**Questions to answer**:
**A)** In the post about the antiwar film screening, reproduce the passage starting at "They also spent" and ending at "lot of explosions.", substituting "paperwork" for "red tape".
**B)** Condense the paragraph in the post about the antiwar film screening that begins "They also spent some time talking about veteran's benefits" into a bulleted list that keeps its main facts.
**C)** Answer these questions using the post about the antiwar film screening:
(i) How many veterans spoke after the film, and how many of them were men?
(ii) Which branch of the military did the man who stood up in the audience say he belonged to?
(iii) What did the veterans ask that man to do after the event?

**Text block**:
* * *

The film is mostly a series of interviews with former soldiers in Iraq, all of whom became opposed to the war at some point (many of them after witnessing or participating in the killing of civilians). The film has them recount their experience, from entering the army to being deployed in Iraq, to returning home (several of them injured for life and suffering from really acute PTSD). While the film has a clear agenda, it isn't strident, and the interviews--the personalities and stories of the soldiers--are so interesting that they carry the whole thing easily. One thing that becomes very clear is that from basic training on (where the soldiers chant songs about "Hajjes" and shoot at "Bin Ladens") a willful conflation is created between terrorists and Iraqis, or Afghanis, or whoever the army will fight--and that that conflation only gets worse in Iraq and leads almost inevitably to the indiscriminate killing of civilians.
The three veterans, who spoke after the film, were also very compelling. They were all pretty young, two men and a woman, and as far as I remember, two were from the National Guard and one from the Navy.
Several of them talked about how the army had been an economic opportunity for them and also about how the culture of the army had made it very difficult for them to be critical of the war, to speak out, and to ask for conscientious objector status--they said it was seen as a betrayal and a criticism of friends and colleagues.
They also spent some time talking about veteran's benefits. As Matthew pointed out recently, the number of wounded US soldiers spiked recently. One thing to keep in mind is that "wounded" in Iraq often means losing one or more limbs (basically, losing the part of the body that aren't protected by body armour). These soldiers come back and face months of red tape to get medical benefits. Also, apparently there is a push to categorize people with PTSD (and one imagines there are many, given the length and strain of current tours of duty) as having "personality disorders" or being "bipolar," so they won't get benefits. The government has also cut funding and discouraged doctors from diagnosing TBI (Traumatic Brain Injury)--something that can happen when you are exposed to a lot of explosions.
At one point, a man stood up in the (smallish) audience and said he was a member of the Navy who had served in Iraq and he thought the film was biased. He talked at some length and seemed to me, to be honest, a little strange (although maybe he was just worked up). He said "9/11 was only five years ago, have you forgotten already?" and complained that the film showed the US military in a bad light but didn't show all the terrible things that "they" (the terrorists) did. He said "Have I seen a lot of action? Definitely. I got more medals than Patton. But I don't like to talk about it." He also said, "It was some hardcore shit. We defended American freedom. We were men. We used to hunt those guys down."
What really impressed me was the reaction of the Veterans Against the War. While the room of NYU students sat in shocked silence and indignation, the veterans responded perfectly: they thanked the man for speaking, thanked him for his service, reiterated the fact that 9/11 was not in fact carried out by Iraqis, reiterated the fact that the insurgency in Iraq is a reaction to US presence there and asked him to come out for a beer after and talk about it all some more. It was a humbling lesson in how to be an effective advocate. If you want to change people's minds, you have to know how to talk to people you completely disagree with.

* * *

**Record set**:
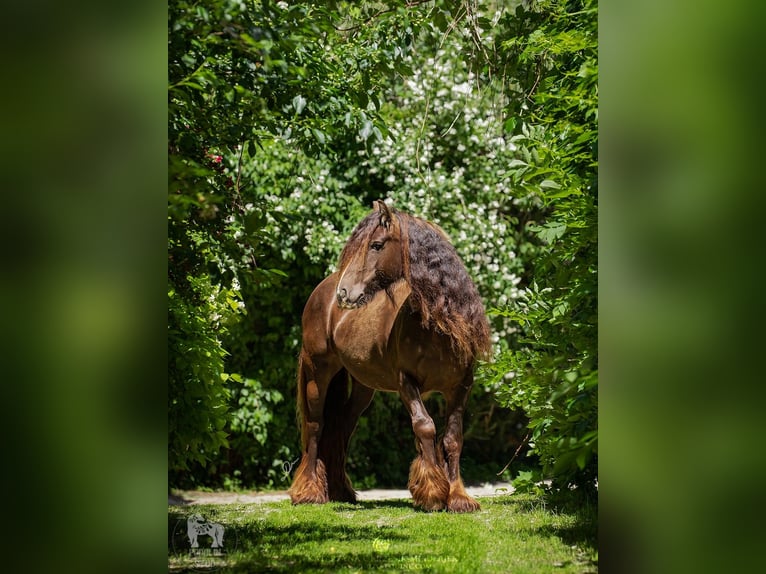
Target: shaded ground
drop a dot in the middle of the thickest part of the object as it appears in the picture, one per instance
(186, 497)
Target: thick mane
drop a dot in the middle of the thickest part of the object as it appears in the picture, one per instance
(443, 292)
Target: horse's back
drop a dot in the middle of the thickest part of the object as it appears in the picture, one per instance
(377, 342)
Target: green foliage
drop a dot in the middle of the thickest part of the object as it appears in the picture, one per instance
(197, 393)
(553, 373)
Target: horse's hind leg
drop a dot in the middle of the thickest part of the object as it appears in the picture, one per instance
(310, 479)
(341, 414)
(428, 482)
(458, 500)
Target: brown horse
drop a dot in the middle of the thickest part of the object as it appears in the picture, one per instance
(400, 315)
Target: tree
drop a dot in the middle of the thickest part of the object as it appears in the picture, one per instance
(549, 54)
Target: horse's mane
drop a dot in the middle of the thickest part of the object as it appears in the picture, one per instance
(443, 293)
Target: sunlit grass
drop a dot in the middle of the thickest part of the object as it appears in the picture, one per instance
(510, 534)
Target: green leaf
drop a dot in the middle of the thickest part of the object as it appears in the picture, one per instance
(299, 102)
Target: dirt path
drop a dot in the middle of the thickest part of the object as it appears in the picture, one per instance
(187, 497)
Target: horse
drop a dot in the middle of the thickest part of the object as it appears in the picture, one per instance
(401, 315)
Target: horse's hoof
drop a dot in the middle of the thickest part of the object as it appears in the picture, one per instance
(309, 498)
(462, 504)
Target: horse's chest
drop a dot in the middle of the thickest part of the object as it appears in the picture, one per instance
(362, 341)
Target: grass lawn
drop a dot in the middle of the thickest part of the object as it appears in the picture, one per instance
(514, 533)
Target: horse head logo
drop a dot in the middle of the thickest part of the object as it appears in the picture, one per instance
(196, 526)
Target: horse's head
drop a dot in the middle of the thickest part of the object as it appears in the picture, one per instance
(372, 260)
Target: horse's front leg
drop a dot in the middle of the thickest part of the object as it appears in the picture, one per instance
(310, 480)
(428, 482)
(458, 500)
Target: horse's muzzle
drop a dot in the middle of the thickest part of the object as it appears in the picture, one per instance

* * *

**Expected responses**:
**A)**
They also spent some time talking about veteran's benefits. As Matthew pointed out recently, the number of wounded US soldiers spiked recently. One thing to keep in mind is that "wounded" in Iraq often means losing one or more limbs (basically, losing the part of the body that aren't protected by body armour). These soldiers come back and face months of paperwork to get medical benefits. Also, apparently there is a push to categorize people with PTSD (and one imagines there are many, given the length and strain of current tours of duty) as having "personality disorders" or being "bipolar," so they won't get benefits. The government has also cut funding and discouraged doctors from diagnosing TBI (Traumatic Brain Injury)--something that can happen when you are exposed to a lot of explosions.

**B)**
- The veterans talked about veterans' benefits.
- Matthew noted that the number of wounded US soldiers had recently spiked.
- In Iraq, "wounded" often means losing one or more limbs, the parts of the body that body armor doesn't protect.
- Returning soldiers face months of red tape to get medical benefits.
- There is apparently a push to classify people with PTSD as having "personality disorders" or being "bipolar" so they won't get benefits.
- The government has cut funding and discouraged doctors from diagnosing traumatic brain injury (TBI), which can result from exposure to many explosions.

**C)**
(i) Three veterans spoke, and two of them were men.
(ii) He said he was a member of the Navy.
(iii) They asked him to come out for a beer afterward and talk about it all some more.